Supplied passage:
········

The United States Naval Reserve (Women's Reserve), better known as the WAVES (for Women Accepted for Volunteer Emergency Service), was the women's branch of the United States Naval Reserve during World War II. It was established on July 21, 1942 by the U.S. Congress and signed into law by President Franklin D. Roosevelt on July 30. This authorized the U.S. Navy to accept women into the Naval Reserve as commissioned officers and at the enlisted level, effective for the duration of the war plus six months. The purpose of the law was to release officers and men for sea duty and replace them with women in shore establishments. Mildred H. McAfee, on leave as president of Wellesley College, became the first director of the WAVES. She was commissioned a lieutenant commander on August 3, 1942, and later promoted to commander and then to captain.
The notion of women serving in the Navy was not widely supported in the Congress or by the Navy, even though some of the lawmakers and naval personnel did support the need for uniformed women during World War II. Public Law 689, allowing women to serve in the Navy, was due in large measure to the efforts of the Navy's Women's Advisory Council, Margaret Chung, and Eleanor Roosevelt, the First Lady of the United States.

········

Object position labeling listing
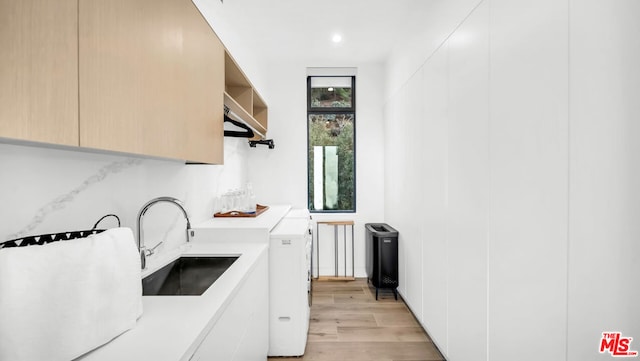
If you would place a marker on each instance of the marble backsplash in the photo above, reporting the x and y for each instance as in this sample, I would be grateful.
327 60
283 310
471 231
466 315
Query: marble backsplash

········

Request 1:
In two sentences, summarize the passage on the WAVES.
Request 2:
Reproduce everything in the passage on the WAVES from "The notion of" down to "the United States.".

Exercise answer 1:
The WAVES, formally the United States Naval Reserve (Women's Reserve), was the women's branch of the Naval Reserve during World War II, established by Congress in July 1942 so that women could take over shore duties and free officers and men for sea duty. Although the idea was not widely supported in Congress or the Navy, the law passed largely through the efforts of the Navy's Women's Advisory Council, Margaret Chung, and Eleanor Roosevelt, and Mildred H. McAfee became the first director.

Exercise answer 2:
The notion of women serving in the Navy was not widely supported in the Congress or by the Navy, even though some of the lawmakers and naval personnel did support the need for uniformed women during World War II. Public Law 689, allowing women to serve in the Navy, was due in large measure to the efforts of the Navy's Women's Advisory Council, Margaret Chung, and Eleanor Roosevelt, the First Lady of the United States.